President-elect Donald Trump’s ambitious proposal for improving the nation’s infrastructure relies on private financing, but the plan has its critics.
By Elizabeth Evitts Dickinson
Can you get something for nothing?
According to President-elect Donald Trump, the answer is yes. You can get $1 trillion in infrastructure using a “revenue neutral” model of private financing that won’t burden government budgets.
The declining state of America’s infrastructure has long been a major issue for both Democrats and Republicans, but the parties have disagreed about how to pay for what the American Society of Civil Engineers (ASCE) has identified as a $3.6 trillion investment gap.
Trump’s senior policy advisers say they have an answer. In late October, Wilbur Ross, a private equity investor, and Peter Navarro, a University at California, Irvine business professor, released a detailed plan for Trump’s vision on infrastructure, which calls for investment in transportation, clean water, the electricity grid, telecommunications, security infrastructure, and “other pressing domestic needs.” Trump’s vision relies heavily on private companies to make American infrastructure great again.

_PROVIDED DATA_
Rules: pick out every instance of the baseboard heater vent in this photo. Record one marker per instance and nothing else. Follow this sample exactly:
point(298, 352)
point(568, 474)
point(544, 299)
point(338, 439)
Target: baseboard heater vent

_EXERCISE REQUIREMENTS_
1. Reproduce, verbatim, the portion of the article on infrastructure financing that opens with the words containing "President-elect Donald Trump’s" and closes with "has its critics.".
2. Return every line of the records that contains the string "point", copied without alteration.

_SOLUTION LIST_
1.
President-elect Donald Trump’s ambitious proposal for improving the nation’s infrastructure relies on private financing, but the plan has its critics.

2.
point(298, 352)
point(568, 474)
point(544, 299)
point(338, 439)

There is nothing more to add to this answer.